-- Problem --
Select every line of the records below that contains the string "Target", and copy each one out. Case counts.

-- Records provided --
--- BEGIN ---

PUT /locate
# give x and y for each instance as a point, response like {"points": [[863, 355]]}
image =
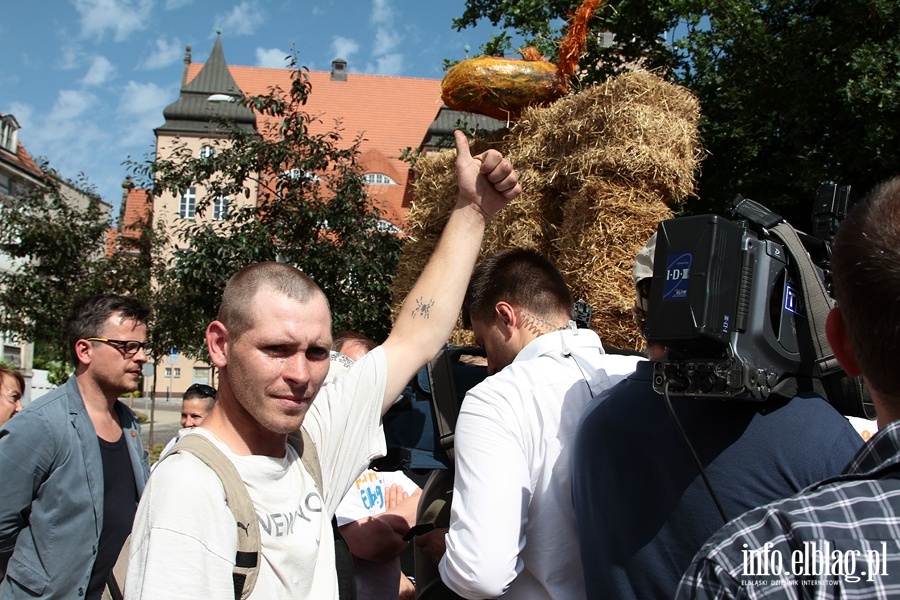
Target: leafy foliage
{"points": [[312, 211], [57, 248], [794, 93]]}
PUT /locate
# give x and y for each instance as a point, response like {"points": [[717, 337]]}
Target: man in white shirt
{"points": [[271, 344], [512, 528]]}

--- END ---
--- BEGIN ---

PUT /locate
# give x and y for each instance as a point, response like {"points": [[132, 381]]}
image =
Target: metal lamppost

--- END ---

-- Task solution --
Target: leafy foliage
Target: man in white shirt
Target: metal lamppost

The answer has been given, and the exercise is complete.